**Problem to work on**
Rewrite the listing below, replacing "drop one dot" with "place one marker" wherever it occurs and changing nothing else.

** start Data section **

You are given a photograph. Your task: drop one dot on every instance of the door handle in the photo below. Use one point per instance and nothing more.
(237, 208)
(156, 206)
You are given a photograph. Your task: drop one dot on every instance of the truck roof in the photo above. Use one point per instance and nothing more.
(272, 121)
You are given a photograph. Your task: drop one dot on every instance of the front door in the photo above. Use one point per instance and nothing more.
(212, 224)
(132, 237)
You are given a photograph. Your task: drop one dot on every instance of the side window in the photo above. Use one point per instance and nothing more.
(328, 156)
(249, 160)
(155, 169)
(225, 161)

** end Data section **

**Exercise response**
You are given a photograph. Your task: place one marker on every instance of the door handle in the photo below. Use one point per instance and nothing more.
(237, 208)
(156, 206)
You are given a photograph. Your task: place one marker on every instance of the truck roof in the photo above. Use one point per instance and nothing more.
(272, 121)
You are given a photograph. Your task: place one marker on every instance of the front door in the photo above. Use one point per instance and nothing more.
(212, 224)
(132, 237)
You are given a photograph. Your task: place one marker on every instance of the side window in the photo above. Use one point per instance and nothing more.
(328, 156)
(249, 160)
(155, 169)
(225, 161)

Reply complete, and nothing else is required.